Directions - Pull out every line with the word "door" from the entries below.

Data for analysis -

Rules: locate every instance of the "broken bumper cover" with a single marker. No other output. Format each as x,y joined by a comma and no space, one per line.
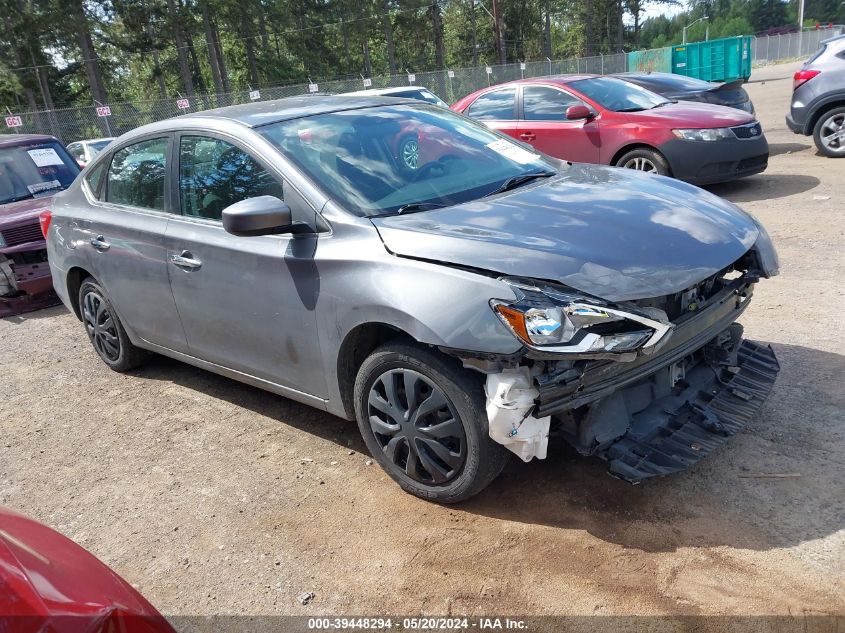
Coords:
676,431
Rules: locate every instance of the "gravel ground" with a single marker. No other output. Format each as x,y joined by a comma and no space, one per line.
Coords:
202,492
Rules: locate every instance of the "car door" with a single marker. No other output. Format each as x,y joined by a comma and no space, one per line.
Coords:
246,303
124,234
497,110
543,123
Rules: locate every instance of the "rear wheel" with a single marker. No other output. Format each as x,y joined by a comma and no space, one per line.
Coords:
646,160
829,133
423,419
105,331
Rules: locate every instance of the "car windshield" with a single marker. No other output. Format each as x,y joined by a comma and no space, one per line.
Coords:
395,159
38,169
98,146
617,95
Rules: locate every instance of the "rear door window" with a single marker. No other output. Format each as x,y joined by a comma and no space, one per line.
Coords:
494,106
137,175
214,174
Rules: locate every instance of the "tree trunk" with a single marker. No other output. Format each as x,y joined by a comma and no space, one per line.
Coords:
216,77
368,66
181,49
388,36
249,46
86,47
437,25
474,28
221,60
547,30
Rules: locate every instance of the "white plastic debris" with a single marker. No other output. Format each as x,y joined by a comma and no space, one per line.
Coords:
510,398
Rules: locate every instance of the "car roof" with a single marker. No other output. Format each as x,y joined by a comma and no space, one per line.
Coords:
383,91
12,140
267,112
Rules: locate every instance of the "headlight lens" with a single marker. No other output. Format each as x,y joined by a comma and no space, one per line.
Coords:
550,321
705,134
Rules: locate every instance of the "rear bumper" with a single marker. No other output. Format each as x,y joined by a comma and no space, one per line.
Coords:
703,162
793,125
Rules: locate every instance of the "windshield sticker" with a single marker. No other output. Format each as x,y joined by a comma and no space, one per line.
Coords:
46,157
513,152
43,186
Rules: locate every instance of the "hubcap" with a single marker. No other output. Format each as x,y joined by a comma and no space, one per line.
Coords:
411,153
100,325
641,164
833,133
416,426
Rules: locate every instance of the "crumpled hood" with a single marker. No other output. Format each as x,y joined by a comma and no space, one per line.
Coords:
690,114
15,212
612,233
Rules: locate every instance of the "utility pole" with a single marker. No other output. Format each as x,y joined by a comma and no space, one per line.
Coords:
500,40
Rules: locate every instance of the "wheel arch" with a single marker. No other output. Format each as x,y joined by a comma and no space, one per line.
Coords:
836,102
75,276
357,345
637,145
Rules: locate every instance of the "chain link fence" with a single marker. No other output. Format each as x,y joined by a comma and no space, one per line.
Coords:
768,49
72,124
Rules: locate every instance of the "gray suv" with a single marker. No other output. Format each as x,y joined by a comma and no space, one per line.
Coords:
460,311
818,98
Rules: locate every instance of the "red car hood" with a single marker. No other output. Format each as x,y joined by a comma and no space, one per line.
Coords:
686,114
50,583
14,212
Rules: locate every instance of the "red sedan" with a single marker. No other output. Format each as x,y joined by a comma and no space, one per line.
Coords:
50,584
595,119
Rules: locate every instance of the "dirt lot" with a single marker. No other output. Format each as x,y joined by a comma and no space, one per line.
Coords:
195,488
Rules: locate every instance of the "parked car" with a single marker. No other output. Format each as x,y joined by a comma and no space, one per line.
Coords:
680,88
32,169
84,151
456,311
818,98
604,120
51,584
420,93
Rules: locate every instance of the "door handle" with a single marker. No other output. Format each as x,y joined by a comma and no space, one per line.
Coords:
185,260
100,243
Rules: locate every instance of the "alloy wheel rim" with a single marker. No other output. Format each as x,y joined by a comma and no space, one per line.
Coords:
833,133
101,326
416,427
641,164
411,153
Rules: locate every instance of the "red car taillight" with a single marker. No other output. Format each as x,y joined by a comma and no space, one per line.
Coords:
44,218
803,76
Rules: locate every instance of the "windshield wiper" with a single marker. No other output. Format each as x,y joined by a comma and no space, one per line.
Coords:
516,181
414,207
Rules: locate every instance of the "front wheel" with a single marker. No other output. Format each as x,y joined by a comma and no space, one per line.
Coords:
829,133
647,160
423,419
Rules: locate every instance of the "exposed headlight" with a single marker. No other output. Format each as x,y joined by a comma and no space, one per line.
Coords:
705,134
550,321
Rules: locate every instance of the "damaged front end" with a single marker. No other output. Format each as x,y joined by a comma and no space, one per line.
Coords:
25,280
650,385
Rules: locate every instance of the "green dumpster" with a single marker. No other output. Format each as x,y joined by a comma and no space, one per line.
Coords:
724,59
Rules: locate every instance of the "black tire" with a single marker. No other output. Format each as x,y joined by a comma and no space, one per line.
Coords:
831,119
643,155
481,459
108,337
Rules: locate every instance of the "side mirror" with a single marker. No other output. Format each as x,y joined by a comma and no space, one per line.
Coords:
264,215
580,111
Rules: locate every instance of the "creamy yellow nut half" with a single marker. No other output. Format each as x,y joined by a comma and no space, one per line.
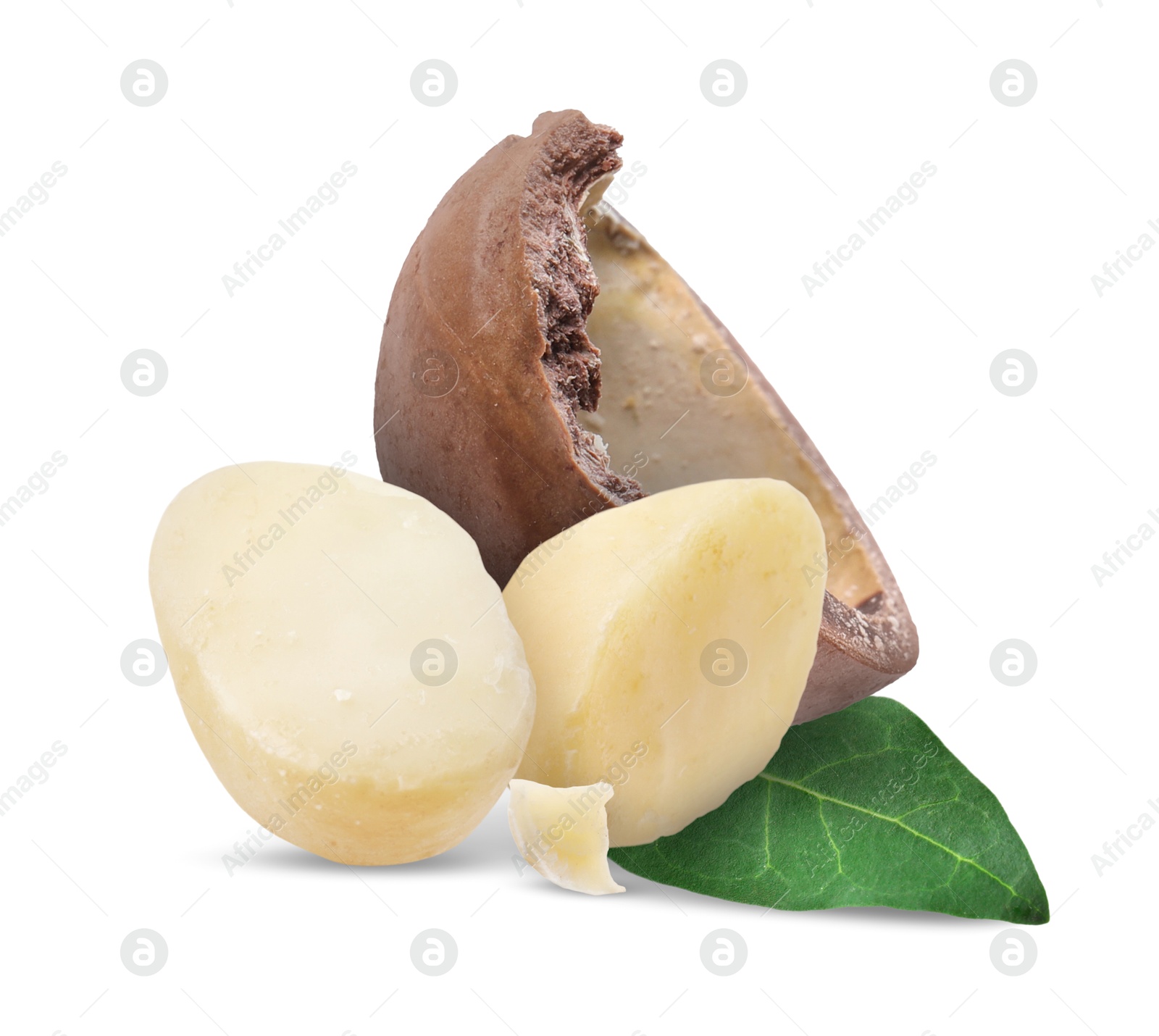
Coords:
562,832
670,640
345,661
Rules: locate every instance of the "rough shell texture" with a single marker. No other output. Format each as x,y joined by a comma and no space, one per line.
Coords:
485,359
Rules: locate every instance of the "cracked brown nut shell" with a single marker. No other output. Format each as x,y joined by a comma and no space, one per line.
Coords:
519,402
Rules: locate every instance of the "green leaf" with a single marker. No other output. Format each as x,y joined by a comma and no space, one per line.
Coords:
861,808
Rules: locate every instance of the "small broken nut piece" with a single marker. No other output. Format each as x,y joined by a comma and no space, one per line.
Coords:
562,832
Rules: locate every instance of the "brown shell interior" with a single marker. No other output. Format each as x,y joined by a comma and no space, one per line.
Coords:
678,406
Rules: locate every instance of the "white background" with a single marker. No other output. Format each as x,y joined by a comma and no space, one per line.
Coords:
886,362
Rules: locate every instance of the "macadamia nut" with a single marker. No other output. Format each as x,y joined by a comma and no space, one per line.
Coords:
670,640
343,659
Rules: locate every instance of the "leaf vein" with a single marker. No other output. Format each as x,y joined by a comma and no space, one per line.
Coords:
907,827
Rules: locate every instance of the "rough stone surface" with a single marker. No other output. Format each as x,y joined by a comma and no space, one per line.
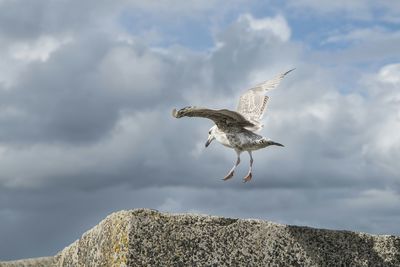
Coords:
149,238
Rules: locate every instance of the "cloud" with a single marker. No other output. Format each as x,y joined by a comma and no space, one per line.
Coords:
86,125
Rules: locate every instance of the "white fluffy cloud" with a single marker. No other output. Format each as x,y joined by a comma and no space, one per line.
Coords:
85,119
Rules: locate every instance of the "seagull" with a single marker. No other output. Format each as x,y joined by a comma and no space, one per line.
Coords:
237,129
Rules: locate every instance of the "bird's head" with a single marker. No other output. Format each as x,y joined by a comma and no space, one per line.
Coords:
211,135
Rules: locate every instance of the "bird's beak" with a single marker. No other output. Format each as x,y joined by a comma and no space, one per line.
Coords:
209,140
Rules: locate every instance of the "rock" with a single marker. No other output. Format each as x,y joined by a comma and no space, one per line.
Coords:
149,238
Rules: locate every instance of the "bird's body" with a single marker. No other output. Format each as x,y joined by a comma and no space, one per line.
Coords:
236,129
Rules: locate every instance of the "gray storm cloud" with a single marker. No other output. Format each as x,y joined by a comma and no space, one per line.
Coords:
86,126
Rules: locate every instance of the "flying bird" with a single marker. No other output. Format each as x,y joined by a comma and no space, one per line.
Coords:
236,129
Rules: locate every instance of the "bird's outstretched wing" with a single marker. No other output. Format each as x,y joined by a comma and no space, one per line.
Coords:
223,118
253,103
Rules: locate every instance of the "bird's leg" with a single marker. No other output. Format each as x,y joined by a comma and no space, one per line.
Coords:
249,175
231,172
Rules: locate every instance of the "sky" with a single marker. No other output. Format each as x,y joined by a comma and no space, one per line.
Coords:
87,89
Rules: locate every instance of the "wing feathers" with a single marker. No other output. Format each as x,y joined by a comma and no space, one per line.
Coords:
223,118
253,103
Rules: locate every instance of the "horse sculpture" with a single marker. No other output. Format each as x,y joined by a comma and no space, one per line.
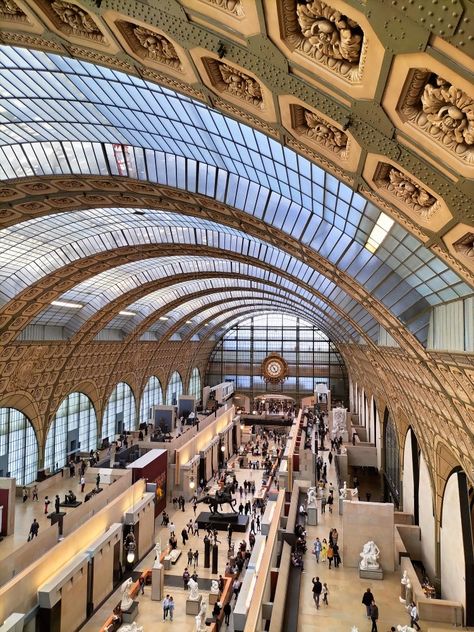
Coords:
221,497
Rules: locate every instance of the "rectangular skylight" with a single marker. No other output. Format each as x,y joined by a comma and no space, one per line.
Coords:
379,232
66,304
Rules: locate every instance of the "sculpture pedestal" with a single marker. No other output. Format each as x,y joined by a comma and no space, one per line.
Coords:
370,573
193,606
157,582
312,519
128,616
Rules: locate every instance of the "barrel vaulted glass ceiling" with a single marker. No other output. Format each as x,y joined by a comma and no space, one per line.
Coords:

Completed task -
Rules: locate every instance of the "car door" with a single marker. No other output. Format each as x,y joined by a comma and no space, one per line.
Rules: locate every instance of the "rear door window" with a single marker. No other output. Format each as x,y joined by a comma and no space, one per line.
Rules: locate every instance of the "door handle" with a single marker. No other output. Format each as x,y joined by a comma and no space, one per line.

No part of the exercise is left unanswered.